→ Requirement
Return all of the records below unchanged, line for line, but leave out the pictures.

→ Raw data
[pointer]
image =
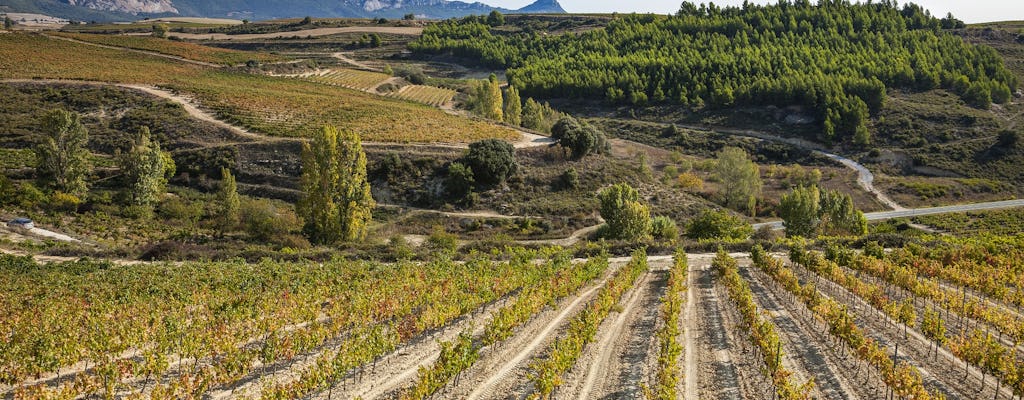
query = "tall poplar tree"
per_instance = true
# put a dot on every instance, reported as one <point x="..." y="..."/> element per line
<point x="513" y="106"/>
<point x="337" y="206"/>
<point x="61" y="159"/>
<point x="145" y="169"/>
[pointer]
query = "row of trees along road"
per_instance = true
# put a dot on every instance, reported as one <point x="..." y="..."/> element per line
<point x="837" y="58"/>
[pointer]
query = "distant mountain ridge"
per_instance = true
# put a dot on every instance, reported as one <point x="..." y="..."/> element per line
<point x="262" y="9"/>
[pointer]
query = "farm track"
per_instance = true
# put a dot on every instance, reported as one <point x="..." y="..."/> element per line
<point x="727" y="372"/>
<point x="808" y="348"/>
<point x="943" y="373"/>
<point x="622" y="358"/>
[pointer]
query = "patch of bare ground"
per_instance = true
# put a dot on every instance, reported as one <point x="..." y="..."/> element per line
<point x="941" y="371"/>
<point x="622" y="358"/>
<point x="729" y="369"/>
<point x="809" y="349"/>
<point x="502" y="371"/>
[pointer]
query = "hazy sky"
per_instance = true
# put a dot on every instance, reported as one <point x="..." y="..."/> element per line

→ Full response
[pointer]
image =
query = "tall poplar tree"
per_instance = true
# put a dot on every instance, reported as one <point x="..." y="..."/> element per line
<point x="513" y="106"/>
<point x="337" y="206"/>
<point x="61" y="159"/>
<point x="145" y="169"/>
[pointer]
query = "row of trees along road"
per_instance = true
# put a dot on every instance, reported as one <point x="..." y="..."/> element per line
<point x="837" y="58"/>
[pointer]
query = "distant mountain ridge"
per_instance = true
# put a dot on every instance, reported as one <point x="..." y="..."/> element per line
<point x="262" y="9"/>
[pointer]
query = "farm track"
per_instance = true
# put a dot on every instance, reported as one <point x="..." y="..."/> element per line
<point x="727" y="372"/>
<point x="808" y="348"/>
<point x="943" y="373"/>
<point x="622" y="358"/>
[pointer]
query = "patch of bare ground"
per_instance = true
# put a dot on every instance, reported as one <point x="..." y="..."/> element per line
<point x="941" y="371"/>
<point x="622" y="358"/>
<point x="729" y="369"/>
<point x="809" y="349"/>
<point x="502" y="371"/>
[pointer]
query = "hazy sky"
per_instance = true
# put a dot on every instance, reported as one <point x="..." y="..."/> element per line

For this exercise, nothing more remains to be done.